**Travail à faire**
1. Relevez tous les organismes que le texte sur le cyclone Dumille cite comme source d'une information au moyen du mot « selon ».
2. Poursuivez le texte sur le cyclone Dumille à partir de sa dernière phrase.

**Texte proposé**
L’alerte rouge est déclenchée. Depuis 10 heures ce jeudi matin (7 heures à Paris), les habitants de La Réunion sont confinés chez eux dans l’attente du passage du cyclone tropical Dumille, qui arrive par le nord-nord-ouest de l’île. La préfecture interdit aux Réunionnais de sortir de chez eux « pour quelque cause que ce soit » et pour au moins une durée de vingt-quatre heures.

Au moment où l’alerte rouge a été déclenchée, le cyclone était centré à 125 kilomètres au nord-nord-ouest de l’île, et il avançait vers le sud-sud-ouest à une vitesse de 22 km/h, selon Météo France. A La Réunion, l’intensité maximale de la tempête est attendue dans l’après-midi.

Des vents violents ont déjà balayé l’île dans la nuit, jusqu’à 176 km/h sur les hauteurs. Des arbres et des poteaux électriques ont été arrachés. A 11h30 heure locale, 68 000 foyers étaient privés d’électricité, selon EDF.

Un bulletin de vigilances « fortes pluies » a été déclenché sur l’ensemble de l’île. Plus de 150 millilitres d’eau (soit 150 litres par m2) ont été enregistrés à Cilaos, dans le sud de l’île, et jusqu’à 300 millilitres d’eau sur le piton de la Fournaise. Plusieurs routes sont inondées. Sur la côte nord, des vagues de 6 à 8 mètres, et jusqu’à 10 mètres de haut sont observées, selon la préfecture.

**Données enregistrées**

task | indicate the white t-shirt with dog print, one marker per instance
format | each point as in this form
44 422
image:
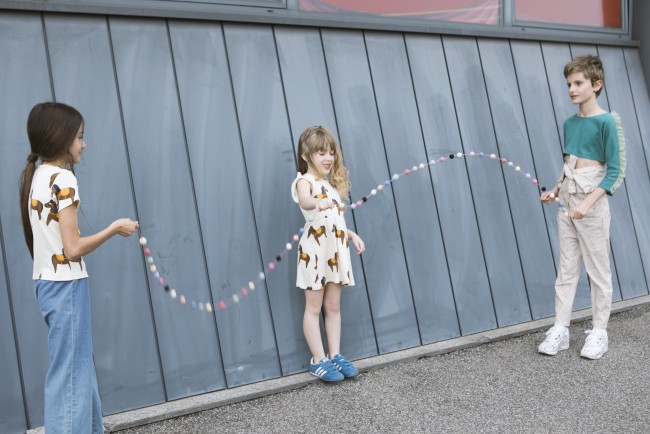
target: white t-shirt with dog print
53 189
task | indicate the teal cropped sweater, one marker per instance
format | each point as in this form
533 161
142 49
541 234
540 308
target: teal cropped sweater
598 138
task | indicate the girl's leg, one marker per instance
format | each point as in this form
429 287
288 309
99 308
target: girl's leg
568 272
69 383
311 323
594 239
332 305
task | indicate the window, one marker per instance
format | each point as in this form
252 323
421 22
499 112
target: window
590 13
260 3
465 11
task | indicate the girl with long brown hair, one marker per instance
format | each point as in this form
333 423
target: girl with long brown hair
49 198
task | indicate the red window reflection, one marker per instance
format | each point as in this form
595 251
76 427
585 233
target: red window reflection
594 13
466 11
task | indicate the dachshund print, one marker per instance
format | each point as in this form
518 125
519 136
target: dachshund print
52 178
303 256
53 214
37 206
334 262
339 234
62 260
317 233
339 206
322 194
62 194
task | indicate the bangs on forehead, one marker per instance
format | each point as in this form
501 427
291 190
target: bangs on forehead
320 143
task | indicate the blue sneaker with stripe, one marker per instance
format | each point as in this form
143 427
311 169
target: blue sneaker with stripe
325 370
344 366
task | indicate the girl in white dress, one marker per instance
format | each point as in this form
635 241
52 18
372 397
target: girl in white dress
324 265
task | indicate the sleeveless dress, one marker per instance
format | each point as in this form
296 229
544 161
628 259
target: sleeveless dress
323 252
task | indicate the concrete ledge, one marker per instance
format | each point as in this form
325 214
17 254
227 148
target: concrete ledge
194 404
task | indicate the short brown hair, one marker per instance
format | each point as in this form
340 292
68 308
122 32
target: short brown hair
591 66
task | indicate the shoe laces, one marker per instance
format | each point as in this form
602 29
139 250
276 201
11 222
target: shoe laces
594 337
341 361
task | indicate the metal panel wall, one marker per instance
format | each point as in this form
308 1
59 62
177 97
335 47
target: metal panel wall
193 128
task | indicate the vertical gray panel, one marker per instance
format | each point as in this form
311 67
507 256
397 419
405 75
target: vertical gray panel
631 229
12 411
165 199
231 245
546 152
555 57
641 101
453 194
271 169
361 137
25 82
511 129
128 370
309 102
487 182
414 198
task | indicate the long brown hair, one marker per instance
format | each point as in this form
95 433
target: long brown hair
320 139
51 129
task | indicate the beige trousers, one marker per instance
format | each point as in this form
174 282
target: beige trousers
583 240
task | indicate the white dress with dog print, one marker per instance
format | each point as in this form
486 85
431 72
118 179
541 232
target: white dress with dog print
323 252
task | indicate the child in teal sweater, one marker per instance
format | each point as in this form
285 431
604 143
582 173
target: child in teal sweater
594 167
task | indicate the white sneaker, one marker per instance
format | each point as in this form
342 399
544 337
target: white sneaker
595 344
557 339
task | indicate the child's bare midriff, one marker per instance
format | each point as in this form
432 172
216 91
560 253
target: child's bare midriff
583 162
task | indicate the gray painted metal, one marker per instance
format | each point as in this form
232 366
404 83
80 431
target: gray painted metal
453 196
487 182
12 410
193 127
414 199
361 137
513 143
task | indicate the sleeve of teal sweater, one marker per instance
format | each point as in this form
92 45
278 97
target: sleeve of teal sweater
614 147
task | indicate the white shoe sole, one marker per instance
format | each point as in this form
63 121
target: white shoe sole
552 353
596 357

--

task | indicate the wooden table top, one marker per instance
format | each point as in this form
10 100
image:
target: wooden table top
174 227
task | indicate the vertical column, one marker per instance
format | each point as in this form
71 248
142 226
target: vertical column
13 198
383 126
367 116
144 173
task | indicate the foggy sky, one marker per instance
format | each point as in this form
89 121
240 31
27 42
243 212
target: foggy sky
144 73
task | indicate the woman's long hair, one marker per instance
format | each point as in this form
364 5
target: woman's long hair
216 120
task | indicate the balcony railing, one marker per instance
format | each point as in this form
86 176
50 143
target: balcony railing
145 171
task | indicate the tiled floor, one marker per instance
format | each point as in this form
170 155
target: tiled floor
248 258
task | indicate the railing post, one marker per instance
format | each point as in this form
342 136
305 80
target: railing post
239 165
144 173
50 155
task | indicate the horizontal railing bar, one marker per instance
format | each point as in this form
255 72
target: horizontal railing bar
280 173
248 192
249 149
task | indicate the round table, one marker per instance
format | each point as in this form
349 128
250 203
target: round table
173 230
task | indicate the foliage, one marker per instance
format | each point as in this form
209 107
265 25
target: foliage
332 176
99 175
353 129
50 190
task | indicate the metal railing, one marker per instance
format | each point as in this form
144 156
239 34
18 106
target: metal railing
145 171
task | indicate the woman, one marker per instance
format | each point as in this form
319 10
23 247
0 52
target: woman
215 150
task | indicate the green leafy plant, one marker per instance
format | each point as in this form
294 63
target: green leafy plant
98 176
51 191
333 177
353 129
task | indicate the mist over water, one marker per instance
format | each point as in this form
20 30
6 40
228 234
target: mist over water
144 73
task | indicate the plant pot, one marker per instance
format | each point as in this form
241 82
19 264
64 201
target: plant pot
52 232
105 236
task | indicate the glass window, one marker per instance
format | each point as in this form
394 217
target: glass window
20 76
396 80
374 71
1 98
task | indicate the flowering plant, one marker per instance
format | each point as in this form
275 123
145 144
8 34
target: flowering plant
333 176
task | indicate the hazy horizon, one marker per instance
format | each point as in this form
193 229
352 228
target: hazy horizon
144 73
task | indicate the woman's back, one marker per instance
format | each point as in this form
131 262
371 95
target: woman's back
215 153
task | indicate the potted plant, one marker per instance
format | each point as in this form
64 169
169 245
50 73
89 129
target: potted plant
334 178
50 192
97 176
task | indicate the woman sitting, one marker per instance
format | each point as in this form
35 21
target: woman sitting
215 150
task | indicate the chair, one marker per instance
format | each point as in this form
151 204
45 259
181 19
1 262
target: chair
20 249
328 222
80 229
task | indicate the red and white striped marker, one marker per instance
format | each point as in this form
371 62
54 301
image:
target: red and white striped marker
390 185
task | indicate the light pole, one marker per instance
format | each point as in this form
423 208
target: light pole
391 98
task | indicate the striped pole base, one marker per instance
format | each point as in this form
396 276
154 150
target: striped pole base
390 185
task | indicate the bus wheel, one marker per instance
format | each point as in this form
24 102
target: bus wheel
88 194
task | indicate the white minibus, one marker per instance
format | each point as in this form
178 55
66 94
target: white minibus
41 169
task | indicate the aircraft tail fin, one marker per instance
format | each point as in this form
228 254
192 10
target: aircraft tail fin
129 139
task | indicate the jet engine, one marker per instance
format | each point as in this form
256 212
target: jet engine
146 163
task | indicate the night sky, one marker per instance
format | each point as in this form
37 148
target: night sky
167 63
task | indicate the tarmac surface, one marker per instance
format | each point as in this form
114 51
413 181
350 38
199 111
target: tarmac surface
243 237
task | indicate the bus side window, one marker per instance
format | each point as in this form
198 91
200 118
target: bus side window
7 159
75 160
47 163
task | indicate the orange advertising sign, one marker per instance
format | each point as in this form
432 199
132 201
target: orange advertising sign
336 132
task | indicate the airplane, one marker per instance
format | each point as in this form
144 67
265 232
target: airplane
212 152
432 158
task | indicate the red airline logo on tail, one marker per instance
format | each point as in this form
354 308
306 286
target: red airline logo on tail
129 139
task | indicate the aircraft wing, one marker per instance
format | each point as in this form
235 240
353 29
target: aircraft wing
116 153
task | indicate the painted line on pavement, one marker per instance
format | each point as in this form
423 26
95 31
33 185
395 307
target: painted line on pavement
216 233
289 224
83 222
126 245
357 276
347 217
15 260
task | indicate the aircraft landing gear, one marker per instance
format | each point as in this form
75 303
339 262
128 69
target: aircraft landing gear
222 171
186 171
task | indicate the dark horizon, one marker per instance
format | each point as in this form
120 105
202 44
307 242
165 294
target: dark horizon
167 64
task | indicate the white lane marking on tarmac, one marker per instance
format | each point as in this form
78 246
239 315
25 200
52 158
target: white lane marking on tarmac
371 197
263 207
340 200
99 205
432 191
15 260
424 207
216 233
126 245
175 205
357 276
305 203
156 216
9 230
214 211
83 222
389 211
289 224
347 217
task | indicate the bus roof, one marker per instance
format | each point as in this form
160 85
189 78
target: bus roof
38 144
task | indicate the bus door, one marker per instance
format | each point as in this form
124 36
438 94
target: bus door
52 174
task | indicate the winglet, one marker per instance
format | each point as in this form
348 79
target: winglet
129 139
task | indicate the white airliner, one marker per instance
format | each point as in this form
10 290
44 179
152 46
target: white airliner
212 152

**Corrigé**
1. Météo France ; EDF ; la préfecture

2.
En raison de l’alerte rouge, toute l’activité économique de La Réunion est paralysée. Les deux aéroports et le port de commerce sont fermés depuis mercredi et le trafic des bus a été suspendu. Des centres d’hébergements ont été ouverts dans les communes de l’île pour accueillir d’éventuels sinistrés.

 Rajout à 15h54, cet extrait du Parisien :

15 h 20. Les fondations du pont de la rivière Saint-Etienne emportées par les flots. Submergés, fermés à la circulation puis emportés, les radiers de la construction ont fini par céder dans le sud de l’île. En 2007, c’est le pont entier qui avait été emporté après le cyclone Gamède.